▸ **Recorded data**
☆ ☆ ☆ ☆
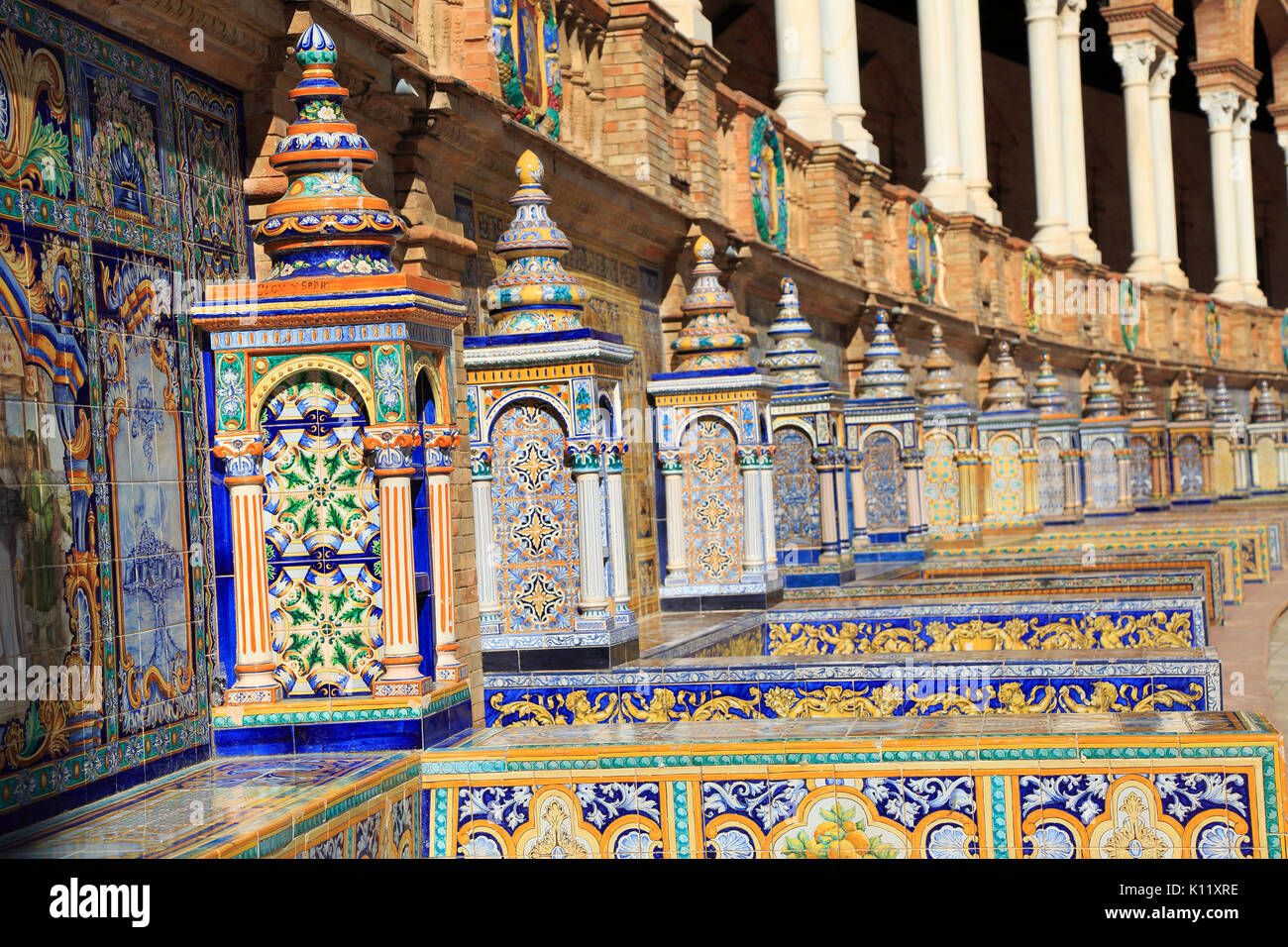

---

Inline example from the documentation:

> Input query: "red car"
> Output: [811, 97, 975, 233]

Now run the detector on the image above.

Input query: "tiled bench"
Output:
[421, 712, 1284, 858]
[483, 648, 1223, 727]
☆ ☆ ☆ ☆
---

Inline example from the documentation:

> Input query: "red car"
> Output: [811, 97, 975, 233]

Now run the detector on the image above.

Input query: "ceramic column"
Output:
☆ ☆ ☆ ☆
▸ **Job**
Pick out every line in the rows above that contains the string "query", and copy each one. Case counts.

▸ **Solution to this task**
> Input query: "red car"
Input query: "tiled bench"
> Input query: "red car"
Input query: "ceramic column"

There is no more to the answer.